Required actions
1. Summarize the passage on dioxins and New Zealand's herbicide use in two sentences.
2. List every source of dioxins that the passage on dioxins and New Zealand's herbicide use names.
3. Pick up the passage on dioxins and New Zealand's herbicide use after its final sentence and continue it.

Extracted text
..........

Burn a piece of toast and you create cancer-causing dioxins. Most of us are exposed to “background” levels of this type of chemical, of which there are 20-30 different types, found in many man-made pollutants from industrial waste to cigarette smoke, explains Professor Neil Pearce from Massey’s Centre for Public Health Research.

The World Health Organisation recognised dioxin as a carcinogen in 1997.

“But the exact risk depends on the amount.

“If you smoke two packets of cigarettes a day you have a greater lifetime risk of developing lung cancer than someone who smokes one cigarette a day.”

Because of their jobs or where they live, some people have been exposed to much higher levels.

New Zealand farmers were the world’s heaviest users of the herbicide 2,4,5T, encouraged by government subsidies of up to 50 per cent.

It was sprayed all over the country to kill gorse, which had such a stranglehold on choice pasture land.

Farm production rocketed but there were early warning signs of a potential downside to the magic chemical cocktail.

..........

Provided material
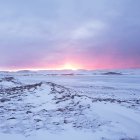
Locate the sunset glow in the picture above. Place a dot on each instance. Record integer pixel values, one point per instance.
(69, 66)
(69, 34)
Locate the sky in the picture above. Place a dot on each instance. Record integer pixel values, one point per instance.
(78, 34)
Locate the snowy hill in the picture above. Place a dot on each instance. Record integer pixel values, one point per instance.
(41, 105)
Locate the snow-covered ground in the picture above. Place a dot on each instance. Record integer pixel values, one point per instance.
(59, 105)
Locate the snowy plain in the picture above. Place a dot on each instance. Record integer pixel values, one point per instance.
(59, 105)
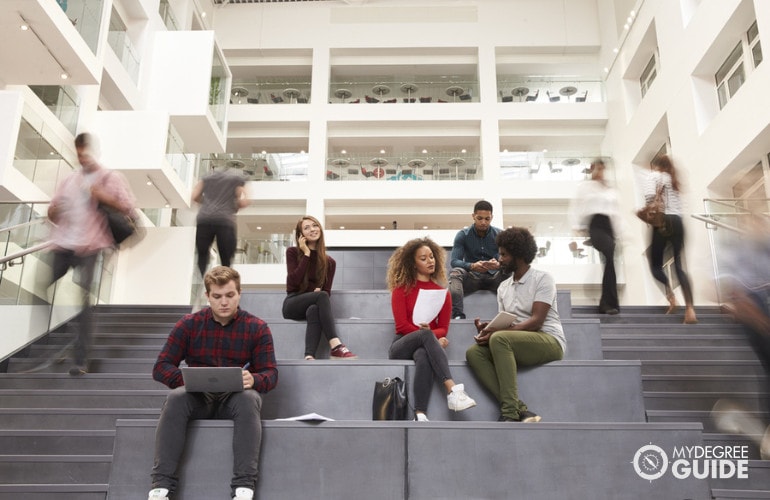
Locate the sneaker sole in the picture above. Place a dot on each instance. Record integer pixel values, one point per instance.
(470, 404)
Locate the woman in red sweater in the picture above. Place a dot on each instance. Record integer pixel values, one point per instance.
(420, 265)
(310, 273)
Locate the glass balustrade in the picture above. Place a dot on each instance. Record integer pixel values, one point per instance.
(61, 101)
(85, 16)
(261, 167)
(167, 14)
(424, 90)
(124, 49)
(544, 166)
(515, 88)
(378, 167)
(287, 91)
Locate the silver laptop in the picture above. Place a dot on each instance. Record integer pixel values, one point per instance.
(212, 379)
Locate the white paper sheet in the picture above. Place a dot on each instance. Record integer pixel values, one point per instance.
(428, 305)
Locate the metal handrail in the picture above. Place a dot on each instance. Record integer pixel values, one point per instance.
(710, 221)
(23, 224)
(7, 260)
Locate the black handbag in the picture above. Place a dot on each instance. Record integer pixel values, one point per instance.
(390, 401)
(121, 225)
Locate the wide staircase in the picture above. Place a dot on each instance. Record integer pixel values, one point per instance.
(628, 381)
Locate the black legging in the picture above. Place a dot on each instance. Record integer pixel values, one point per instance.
(316, 309)
(204, 237)
(603, 240)
(658, 246)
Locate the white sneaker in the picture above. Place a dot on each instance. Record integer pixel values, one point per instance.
(243, 494)
(158, 494)
(458, 400)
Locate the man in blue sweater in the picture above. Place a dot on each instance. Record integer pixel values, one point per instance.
(474, 259)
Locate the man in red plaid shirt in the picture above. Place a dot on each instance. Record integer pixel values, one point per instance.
(221, 335)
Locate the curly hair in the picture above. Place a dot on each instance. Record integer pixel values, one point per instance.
(323, 261)
(664, 163)
(518, 243)
(402, 270)
(220, 276)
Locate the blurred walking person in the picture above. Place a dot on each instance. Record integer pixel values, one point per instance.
(663, 175)
(594, 212)
(81, 232)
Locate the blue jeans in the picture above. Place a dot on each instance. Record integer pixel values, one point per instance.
(243, 408)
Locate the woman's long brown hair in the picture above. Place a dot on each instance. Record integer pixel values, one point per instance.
(320, 249)
(664, 164)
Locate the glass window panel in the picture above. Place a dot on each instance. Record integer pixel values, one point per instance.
(736, 80)
(733, 59)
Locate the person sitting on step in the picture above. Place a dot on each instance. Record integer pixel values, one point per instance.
(309, 278)
(536, 337)
(220, 335)
(420, 265)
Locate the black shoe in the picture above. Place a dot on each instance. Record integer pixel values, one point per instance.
(527, 416)
(78, 370)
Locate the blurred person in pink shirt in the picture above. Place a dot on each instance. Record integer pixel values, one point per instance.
(81, 232)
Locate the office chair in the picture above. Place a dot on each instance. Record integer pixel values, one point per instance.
(533, 97)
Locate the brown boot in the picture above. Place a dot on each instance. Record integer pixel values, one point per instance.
(689, 316)
(672, 305)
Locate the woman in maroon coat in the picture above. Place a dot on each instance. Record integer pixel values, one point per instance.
(310, 273)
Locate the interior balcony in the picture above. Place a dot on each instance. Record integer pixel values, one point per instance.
(44, 45)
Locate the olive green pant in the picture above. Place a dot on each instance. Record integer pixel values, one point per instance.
(496, 363)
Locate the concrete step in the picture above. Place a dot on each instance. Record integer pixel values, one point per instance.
(647, 339)
(678, 328)
(703, 401)
(728, 440)
(723, 494)
(62, 491)
(702, 417)
(482, 451)
(698, 383)
(81, 398)
(369, 339)
(70, 418)
(375, 304)
(758, 478)
(57, 381)
(679, 353)
(598, 391)
(45, 469)
(57, 442)
(96, 365)
(702, 367)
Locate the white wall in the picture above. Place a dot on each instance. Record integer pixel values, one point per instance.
(157, 270)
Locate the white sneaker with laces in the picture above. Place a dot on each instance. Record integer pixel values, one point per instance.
(158, 494)
(458, 399)
(243, 494)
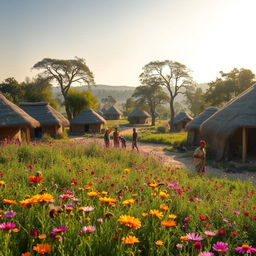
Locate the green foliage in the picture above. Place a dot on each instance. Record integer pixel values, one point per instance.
(79, 100)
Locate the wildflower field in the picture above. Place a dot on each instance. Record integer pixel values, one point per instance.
(70, 199)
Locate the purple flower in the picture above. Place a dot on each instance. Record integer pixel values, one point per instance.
(205, 254)
(7, 225)
(87, 229)
(10, 214)
(194, 237)
(220, 247)
(245, 248)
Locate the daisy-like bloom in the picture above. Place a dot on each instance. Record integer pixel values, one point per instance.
(164, 207)
(129, 221)
(159, 242)
(86, 209)
(87, 229)
(168, 223)
(205, 254)
(245, 248)
(7, 225)
(130, 240)
(156, 214)
(220, 247)
(93, 194)
(59, 230)
(42, 248)
(128, 202)
(10, 214)
(163, 194)
(194, 237)
(7, 201)
(209, 233)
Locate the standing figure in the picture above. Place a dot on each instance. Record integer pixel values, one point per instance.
(199, 158)
(134, 140)
(116, 138)
(107, 138)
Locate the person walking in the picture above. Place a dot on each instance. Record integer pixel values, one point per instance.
(134, 140)
(199, 158)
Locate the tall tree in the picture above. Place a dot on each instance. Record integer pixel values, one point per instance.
(152, 94)
(174, 76)
(79, 100)
(65, 73)
(228, 86)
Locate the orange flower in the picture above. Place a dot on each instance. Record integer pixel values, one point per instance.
(130, 240)
(164, 207)
(128, 202)
(42, 248)
(156, 213)
(93, 194)
(129, 221)
(7, 201)
(159, 242)
(168, 223)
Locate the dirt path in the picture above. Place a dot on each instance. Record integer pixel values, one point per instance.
(181, 160)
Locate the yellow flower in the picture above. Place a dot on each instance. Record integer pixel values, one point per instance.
(129, 221)
(128, 202)
(156, 213)
(159, 242)
(163, 194)
(164, 207)
(130, 240)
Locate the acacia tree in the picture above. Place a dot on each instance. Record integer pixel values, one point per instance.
(152, 94)
(65, 73)
(174, 76)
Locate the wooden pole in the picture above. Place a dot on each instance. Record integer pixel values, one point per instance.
(244, 144)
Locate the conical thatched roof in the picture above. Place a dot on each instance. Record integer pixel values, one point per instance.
(88, 116)
(139, 113)
(197, 121)
(44, 113)
(239, 112)
(182, 116)
(113, 111)
(13, 116)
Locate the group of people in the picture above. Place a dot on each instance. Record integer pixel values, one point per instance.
(117, 139)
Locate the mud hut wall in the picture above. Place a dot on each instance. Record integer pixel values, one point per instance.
(10, 133)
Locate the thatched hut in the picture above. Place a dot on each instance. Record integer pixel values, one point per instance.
(13, 119)
(138, 116)
(180, 121)
(193, 127)
(87, 121)
(231, 131)
(113, 113)
(51, 121)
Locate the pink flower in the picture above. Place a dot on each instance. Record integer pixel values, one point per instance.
(220, 247)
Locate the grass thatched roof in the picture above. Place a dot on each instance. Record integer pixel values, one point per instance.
(182, 116)
(44, 113)
(88, 116)
(113, 111)
(197, 121)
(13, 116)
(139, 113)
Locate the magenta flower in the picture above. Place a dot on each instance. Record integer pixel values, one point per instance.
(87, 229)
(220, 247)
(10, 214)
(205, 254)
(7, 225)
(245, 248)
(194, 237)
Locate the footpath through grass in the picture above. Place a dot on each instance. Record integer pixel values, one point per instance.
(69, 199)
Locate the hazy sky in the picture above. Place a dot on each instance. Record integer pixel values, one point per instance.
(118, 37)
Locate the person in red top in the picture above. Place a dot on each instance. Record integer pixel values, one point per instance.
(199, 158)
(116, 138)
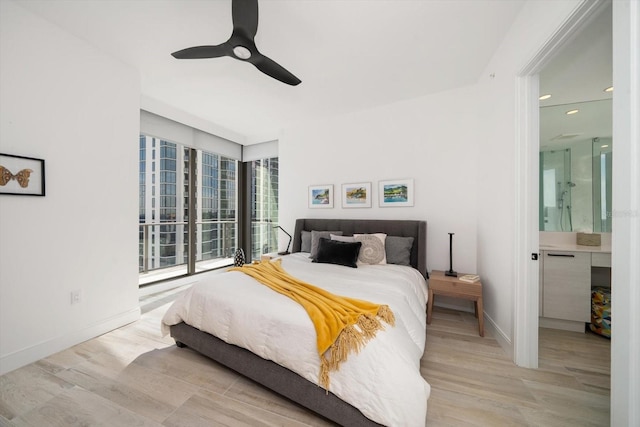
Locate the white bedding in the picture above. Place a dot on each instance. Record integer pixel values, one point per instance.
(383, 381)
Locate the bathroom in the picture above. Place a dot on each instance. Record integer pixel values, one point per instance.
(576, 149)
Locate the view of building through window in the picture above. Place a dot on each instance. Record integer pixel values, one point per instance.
(165, 215)
(264, 207)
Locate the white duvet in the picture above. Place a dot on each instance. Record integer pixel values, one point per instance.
(383, 381)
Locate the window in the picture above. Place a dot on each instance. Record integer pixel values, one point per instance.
(166, 213)
(264, 206)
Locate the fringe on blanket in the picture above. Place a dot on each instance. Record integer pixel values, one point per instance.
(352, 339)
(359, 323)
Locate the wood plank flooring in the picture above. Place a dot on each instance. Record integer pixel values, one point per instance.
(134, 377)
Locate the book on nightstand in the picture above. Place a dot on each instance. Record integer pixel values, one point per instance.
(471, 278)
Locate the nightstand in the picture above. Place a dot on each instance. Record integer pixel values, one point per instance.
(439, 284)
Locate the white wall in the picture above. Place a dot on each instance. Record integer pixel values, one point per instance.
(431, 139)
(535, 25)
(625, 280)
(65, 102)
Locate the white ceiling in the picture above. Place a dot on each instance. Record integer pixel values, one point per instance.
(350, 54)
(576, 79)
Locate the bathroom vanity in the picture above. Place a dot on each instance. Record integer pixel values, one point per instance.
(567, 274)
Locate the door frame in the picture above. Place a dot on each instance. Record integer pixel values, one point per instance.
(526, 292)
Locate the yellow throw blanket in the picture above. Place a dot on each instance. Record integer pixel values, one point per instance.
(342, 324)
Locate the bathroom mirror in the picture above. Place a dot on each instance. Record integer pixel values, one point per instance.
(575, 167)
(576, 132)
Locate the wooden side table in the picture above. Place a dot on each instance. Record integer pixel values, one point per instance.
(439, 284)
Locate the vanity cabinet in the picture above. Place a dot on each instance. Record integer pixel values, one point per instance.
(566, 287)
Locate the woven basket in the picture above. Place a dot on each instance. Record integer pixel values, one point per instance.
(588, 239)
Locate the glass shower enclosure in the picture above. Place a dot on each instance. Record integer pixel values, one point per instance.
(555, 190)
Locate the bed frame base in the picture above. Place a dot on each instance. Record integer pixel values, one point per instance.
(271, 375)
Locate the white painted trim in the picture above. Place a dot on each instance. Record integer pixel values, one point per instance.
(625, 239)
(526, 290)
(491, 327)
(526, 295)
(30, 354)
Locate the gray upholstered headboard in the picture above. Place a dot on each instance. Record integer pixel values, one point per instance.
(402, 228)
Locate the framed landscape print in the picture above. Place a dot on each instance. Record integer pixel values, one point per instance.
(396, 193)
(321, 196)
(22, 176)
(356, 195)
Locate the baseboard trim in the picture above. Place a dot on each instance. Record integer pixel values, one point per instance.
(25, 356)
(502, 338)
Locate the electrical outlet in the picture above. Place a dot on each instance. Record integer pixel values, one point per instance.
(75, 297)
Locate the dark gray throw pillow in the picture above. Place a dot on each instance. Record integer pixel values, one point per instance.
(315, 238)
(398, 250)
(336, 252)
(305, 241)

..........

Answer list
1. Dioxins, a cancer-causing type of chemical found in many man-made pollutants, reach most people at background levels, though the risk depends on the amount and some people have faced much higher exposure through their jobs or where they live. New Zealand farmers, encouraged by government subsidies, were the world's heaviest users of the herbicide 2,4,5T, which they sprayed across the country to kill gorse, and farm production rocketed even as early warning signs of a downside appeared.

2.
- burnt toast
- industrial waste
- cigarette smoke

3.
From at least 1965, the company Ivon Watkins (later Ivon Watkins Dow), which made most of 2,4,5T used in New Zealand at its New Plymouth factory, knew it contained the most toxic dioxin, TCDD – a key constituent in the military defoliant Agent Orange used in the Vietnam War.

In 1977 and 1982, Ivon Watkins Dow modified the production process to reduce the contaminant levels.

Levels dropped from 950 micrograms per kg in 1971 to 4.7 in 1985, but it was impossible to fully eliminate TCDD from the product.

Production stopped in 1987.

The Health Ministry has acknowledged the exposure may have resulted in a 10 per cent increase in cancer deaths in the New Plymouth area.